---- RECORDS PROVIDED

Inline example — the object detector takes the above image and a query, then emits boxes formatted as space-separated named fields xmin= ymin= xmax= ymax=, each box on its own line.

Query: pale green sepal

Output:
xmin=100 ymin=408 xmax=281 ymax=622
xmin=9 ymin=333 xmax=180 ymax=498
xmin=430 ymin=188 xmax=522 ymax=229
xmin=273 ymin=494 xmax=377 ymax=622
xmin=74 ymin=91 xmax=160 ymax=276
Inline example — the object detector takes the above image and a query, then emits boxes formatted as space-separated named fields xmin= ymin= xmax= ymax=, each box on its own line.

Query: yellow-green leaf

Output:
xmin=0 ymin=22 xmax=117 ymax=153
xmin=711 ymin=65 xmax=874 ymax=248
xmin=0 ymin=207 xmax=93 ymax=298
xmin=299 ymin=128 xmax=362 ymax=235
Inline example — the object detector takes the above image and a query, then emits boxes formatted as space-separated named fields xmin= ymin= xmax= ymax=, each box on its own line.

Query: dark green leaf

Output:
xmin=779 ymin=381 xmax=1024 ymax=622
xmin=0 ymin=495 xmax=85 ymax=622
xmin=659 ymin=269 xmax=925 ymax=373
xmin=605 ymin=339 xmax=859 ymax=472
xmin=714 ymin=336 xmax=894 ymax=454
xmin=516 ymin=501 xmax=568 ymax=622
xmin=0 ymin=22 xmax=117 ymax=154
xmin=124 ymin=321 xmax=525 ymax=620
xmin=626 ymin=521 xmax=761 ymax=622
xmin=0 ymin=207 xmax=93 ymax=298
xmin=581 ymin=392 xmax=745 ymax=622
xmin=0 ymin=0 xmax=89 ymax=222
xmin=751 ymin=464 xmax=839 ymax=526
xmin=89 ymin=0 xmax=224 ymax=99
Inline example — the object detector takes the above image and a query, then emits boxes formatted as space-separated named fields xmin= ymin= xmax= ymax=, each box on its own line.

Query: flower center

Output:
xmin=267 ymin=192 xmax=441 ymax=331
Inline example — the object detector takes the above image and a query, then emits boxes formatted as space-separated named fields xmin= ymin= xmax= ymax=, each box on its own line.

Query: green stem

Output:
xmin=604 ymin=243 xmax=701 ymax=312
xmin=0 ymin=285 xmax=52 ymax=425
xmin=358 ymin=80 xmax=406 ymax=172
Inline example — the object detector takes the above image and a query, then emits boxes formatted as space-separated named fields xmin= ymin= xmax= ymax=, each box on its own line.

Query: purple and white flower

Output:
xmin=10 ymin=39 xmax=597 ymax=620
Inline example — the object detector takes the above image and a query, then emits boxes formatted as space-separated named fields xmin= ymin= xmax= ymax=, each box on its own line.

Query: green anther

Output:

--------

▶ OBJECTIVE
Gather every line above that contains the word "leaf" and copy each one in full. Matches must have the same case.

▶ RESPONSE TO THIS TASK
Query: yellow-green leaf
Query: dark green leaf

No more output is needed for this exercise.